### Task details
Reproduce the records. Keep every word exact and include no images.

Entries from a dataset:
◆ ◆ ◆ ◆ ◆
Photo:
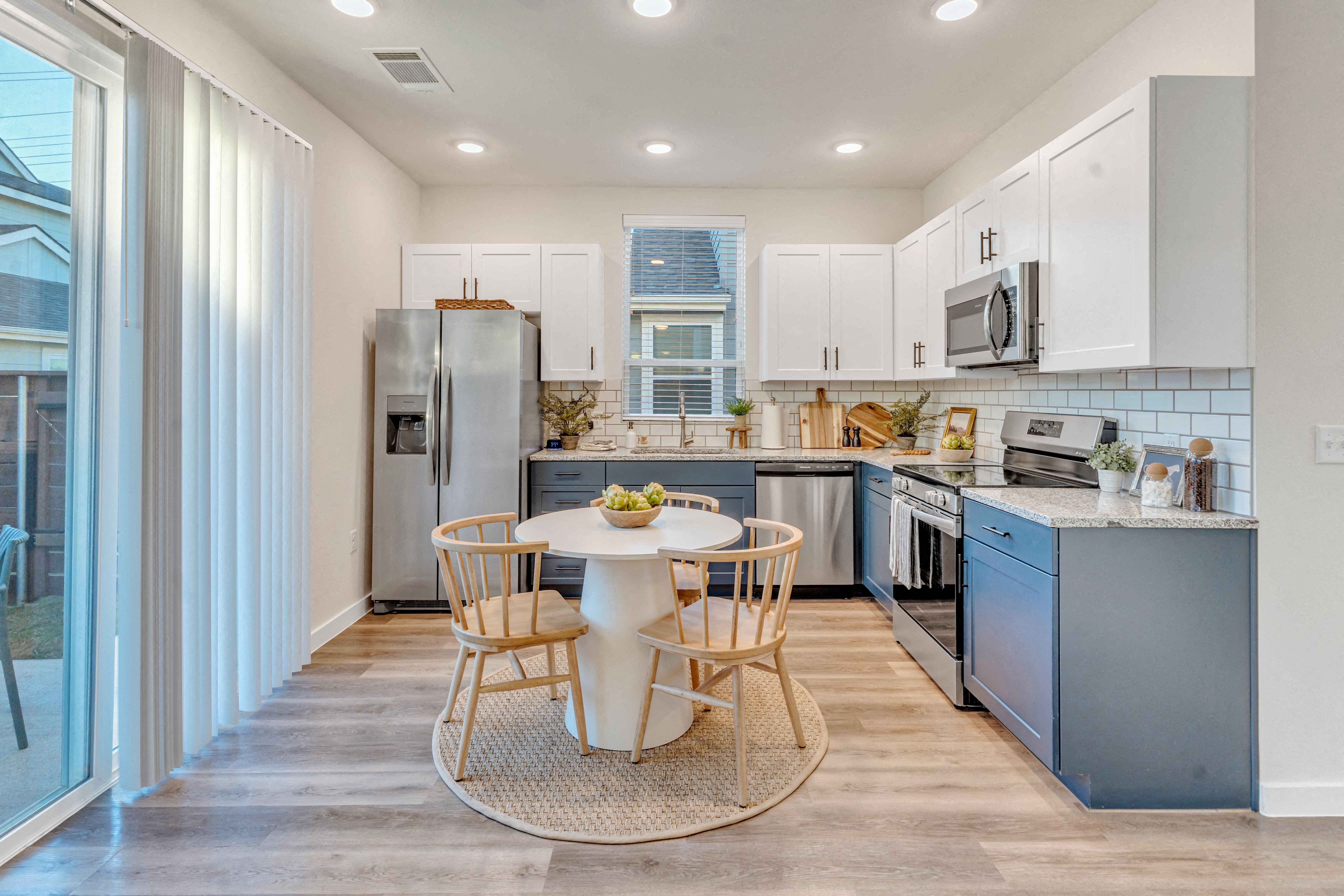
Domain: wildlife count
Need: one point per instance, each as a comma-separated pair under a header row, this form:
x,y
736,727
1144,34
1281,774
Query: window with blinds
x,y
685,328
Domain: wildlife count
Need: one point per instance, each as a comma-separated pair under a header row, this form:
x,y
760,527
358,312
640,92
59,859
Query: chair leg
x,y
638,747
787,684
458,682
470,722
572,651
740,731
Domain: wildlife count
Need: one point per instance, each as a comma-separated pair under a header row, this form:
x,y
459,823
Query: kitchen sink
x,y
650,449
◆ ◆ ◆ ◆ ◆
### Solution
Photo:
Domain: wildlife count
Need: one point per instance, each as a comma-separated pair under a header row, this form:
x,y
736,727
1144,34
1281,774
Query: window with blinds
x,y
685,328
Domain: wildlife count
Need: one point per instance, each as a comma-separated pair under a header row, this form:
x,y
760,527
358,312
640,92
59,859
Query: chair leg
x,y
638,747
787,684
458,682
470,722
572,651
740,731
Domain: wildlife count
Need: one point per instance, each as a comma-separated pair under a header row, this form:
x,y
459,823
Query: kitchen sink
x,y
650,449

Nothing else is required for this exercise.